**Information supplied:**
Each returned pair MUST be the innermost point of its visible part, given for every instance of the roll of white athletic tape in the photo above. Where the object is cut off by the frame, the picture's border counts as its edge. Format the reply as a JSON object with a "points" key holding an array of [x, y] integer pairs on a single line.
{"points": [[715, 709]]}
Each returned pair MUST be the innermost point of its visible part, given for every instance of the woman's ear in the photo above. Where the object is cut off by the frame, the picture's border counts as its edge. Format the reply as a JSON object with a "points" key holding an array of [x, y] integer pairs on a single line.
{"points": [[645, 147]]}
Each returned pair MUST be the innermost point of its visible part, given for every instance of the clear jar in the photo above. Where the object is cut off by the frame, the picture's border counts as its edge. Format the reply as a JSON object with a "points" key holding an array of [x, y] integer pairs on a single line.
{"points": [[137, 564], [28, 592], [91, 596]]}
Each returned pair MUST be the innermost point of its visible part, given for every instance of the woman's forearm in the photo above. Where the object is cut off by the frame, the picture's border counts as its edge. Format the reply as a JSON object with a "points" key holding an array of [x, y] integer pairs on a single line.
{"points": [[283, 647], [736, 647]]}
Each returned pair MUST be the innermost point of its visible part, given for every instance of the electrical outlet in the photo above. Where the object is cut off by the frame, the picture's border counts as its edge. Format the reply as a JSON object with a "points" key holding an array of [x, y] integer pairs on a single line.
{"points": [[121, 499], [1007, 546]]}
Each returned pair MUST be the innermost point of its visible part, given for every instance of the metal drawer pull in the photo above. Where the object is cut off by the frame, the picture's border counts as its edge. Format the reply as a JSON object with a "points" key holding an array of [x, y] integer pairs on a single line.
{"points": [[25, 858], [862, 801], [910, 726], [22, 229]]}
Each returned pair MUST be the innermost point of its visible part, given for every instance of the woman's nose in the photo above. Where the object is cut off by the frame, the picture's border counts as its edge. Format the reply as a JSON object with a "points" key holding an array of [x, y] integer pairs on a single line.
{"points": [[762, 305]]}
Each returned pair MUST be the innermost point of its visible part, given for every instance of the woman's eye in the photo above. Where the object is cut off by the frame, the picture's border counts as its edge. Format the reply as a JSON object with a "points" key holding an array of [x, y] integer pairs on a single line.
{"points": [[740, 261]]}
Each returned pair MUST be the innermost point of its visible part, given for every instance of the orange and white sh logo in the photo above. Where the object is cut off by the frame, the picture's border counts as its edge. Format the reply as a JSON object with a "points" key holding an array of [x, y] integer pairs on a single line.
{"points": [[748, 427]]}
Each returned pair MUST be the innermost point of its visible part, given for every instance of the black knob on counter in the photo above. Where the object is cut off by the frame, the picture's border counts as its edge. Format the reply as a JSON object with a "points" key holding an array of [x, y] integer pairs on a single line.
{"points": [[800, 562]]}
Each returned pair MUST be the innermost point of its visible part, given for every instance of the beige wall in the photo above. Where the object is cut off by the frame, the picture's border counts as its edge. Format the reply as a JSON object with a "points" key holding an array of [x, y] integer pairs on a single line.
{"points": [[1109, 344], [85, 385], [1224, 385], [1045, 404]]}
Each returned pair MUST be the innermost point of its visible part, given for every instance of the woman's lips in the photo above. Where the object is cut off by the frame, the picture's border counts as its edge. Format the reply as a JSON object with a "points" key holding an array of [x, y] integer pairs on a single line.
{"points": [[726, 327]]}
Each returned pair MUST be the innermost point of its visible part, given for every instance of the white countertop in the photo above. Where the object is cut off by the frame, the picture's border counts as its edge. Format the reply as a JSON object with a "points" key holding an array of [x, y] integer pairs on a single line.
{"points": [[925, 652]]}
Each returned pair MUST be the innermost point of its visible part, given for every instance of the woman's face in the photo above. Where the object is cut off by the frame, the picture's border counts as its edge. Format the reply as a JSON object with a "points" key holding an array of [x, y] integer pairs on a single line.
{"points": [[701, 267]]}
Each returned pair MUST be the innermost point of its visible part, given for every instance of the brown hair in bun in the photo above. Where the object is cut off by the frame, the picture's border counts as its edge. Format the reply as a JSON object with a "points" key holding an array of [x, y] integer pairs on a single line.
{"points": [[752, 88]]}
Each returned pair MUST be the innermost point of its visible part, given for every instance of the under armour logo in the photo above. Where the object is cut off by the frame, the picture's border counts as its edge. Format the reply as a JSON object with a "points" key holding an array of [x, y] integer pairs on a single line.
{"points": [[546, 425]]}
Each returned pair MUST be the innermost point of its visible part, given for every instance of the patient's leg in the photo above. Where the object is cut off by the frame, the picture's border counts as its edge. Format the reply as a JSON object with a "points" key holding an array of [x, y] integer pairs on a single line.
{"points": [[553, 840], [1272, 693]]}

**Directions for this task:**
Print every entry exactly as written.

**Task result:**
Each returned pair MUST be the innermost point of its visible part, given for every instance of the roll of white athletic tape in the photo above. Where the object is cut off by the frame, the picture's border counts as its edge. Format the reply as a JSON object with a "points" key holding an array of [x, y] integer pairs on a single line.
{"points": [[715, 709]]}
Each returned pair MUST be the innermost point of its visible part, given for every instance of the woman's ear in the photo above. Where the object is cut off by the frame, the picture's border counts as its edge. Format the reply as a JSON object with a "points" key holding an array of [x, y] integer pairs on a single line.
{"points": [[645, 147]]}
Each returned pair MUST be the innermost point of its visible part, given for every instance of the clear jar in the photo above. Where the object is cut off by the frame, the picture's border counts as its edge. Format the reply as a JSON object with a "points" key holding an array of [x, y] integer pairs on a single line.
{"points": [[137, 564], [28, 592], [91, 596]]}
Each returned pair MUST be the innermost point of its visible part, given for every instance of the woman's forearm in the photo above. Where the object is cut off by the frame, the picture's border counts as its edge. Format the reply as a JSON object with a "points" key holding an array of [x, y] integer pairs on a single line.
{"points": [[283, 647], [736, 647]]}
Each returned pair MUST be the innermost point of its visible part, given for every instance of the electrical outlet in the photo above. Where the object is cut off by the frame, the picture's border counts as its edge. Format the reply as a JSON object with a "points" key holding an array of [x, y] integer pairs on a single line.
{"points": [[121, 499], [1007, 546]]}
Each returned pair MUST be the innermost point of its visible part, given for every instance of the metal drawer pull in the photo above. Where the object is cut off by the frame, the picture's border counts as its edge. Format the reply as a JSON object with a "points" key holding an array of [x, y] integer pairs on a single line.
{"points": [[25, 858], [862, 801], [910, 726], [22, 229]]}
Each returned pair MUST be the innermost point of its visible part, given for every instance of the woman's nose in the photo above. Where the object is cut off by the frame, the picture's border counts as its edge. Format the reply as a JSON object with a "points" key holding an array of [x, y] integer pairs on a single line.
{"points": [[762, 305]]}
Each returned pair MUST be the innermost point of its visible part, given for every instance of the woman's eye in the photo above. Where the object is cut off by the frame, the picture's border counts as its edge. Format the reply as a JSON object with a "points" key holding an array of [x, y] integer pairs on a single line.
{"points": [[740, 261]]}
Each returned pair MUST be the innermost point of its visible part, given for every instance of the orange and white sh logo in the photo above. Where the object is cut off by the frame, the picture's border counts as its edge. Format the reply as a JSON object with a "points" key holding an array of [x, y] integer pairs on a single line.
{"points": [[748, 427]]}
Each returned pair MUST be the innermost point of its visible part, given for every instance of the black knob on counter in the photo above. Where the object is cut off by the frame, the picture's border counts as its edge. Format the reply as a JSON object with a "points" key holding an array of [x, y] integer pairs on a single line.
{"points": [[800, 562]]}
Each returned pair MUST be the innermost point of its visible part, given for every instance of the beige wall in the photo above. Where the object is cut off by the frame, the picture's border counts as its edge. Format the reply as a JSON object with a "points" key holding an array of [x, y] integer pairs on a single line.
{"points": [[1109, 344], [85, 385], [1224, 385], [1045, 404]]}
Each returned pair MUST be the innermost point of its visible part, given for every instance of the woman's lips in the photo above. Where the object is cut off by the frame, the picture's border counts as its edge. Format the reply as a JSON object with a "points" key holding an array of [x, y] integer pairs on a single line.
{"points": [[726, 327]]}
Each returned pair MUST be the innermost point of its visible part, given for every instance of the white countertop in the photo above. Where the object is cut off by the frame, the picture's border counts as its edge. Format the reply as a JSON object with a "points" key holding an array of [x, y] integer pairs on a single line.
{"points": [[925, 652]]}
Each returned pair MUST be the innermost point of its visible part, given for every instance of the woman's face in the photo above. Where the object is cut off by the frame, the picture's border counts as its edge. Format the reply as a JSON object with a "points" key holding an array of [x, y] integer pairs on a single line.
{"points": [[701, 267]]}
Each returned pair MUST be the innermost point of its visible part, given for every instance of the brown hair in bun in the photo above. Where the object is cut off by the frame, the picture's border counts as its edge. Format the reply as a JSON object with a "points" key holding an array of [x, y] integer pairs on a single line.
{"points": [[752, 88]]}
Each returned pair MUST be the innermost point of its visible part, given for every instance of the under armour logo in the photo above. Where the object is cut off by the frame, the picture's border counts as its edge. Format the reply as a JSON object with a "points" key holding an array of [x, y] integer pairs on a single line.
{"points": [[546, 425]]}
Each returned pair MUST be the innermost point of its visible part, given for every instance of the patient's leg in the photo above. Where the object is cut off by the frame, the picture's border counts as its edge. Format the reply as a JSON object with a "points" key holding an array of [x, y] integer pairs on a single line.
{"points": [[553, 840], [1272, 693]]}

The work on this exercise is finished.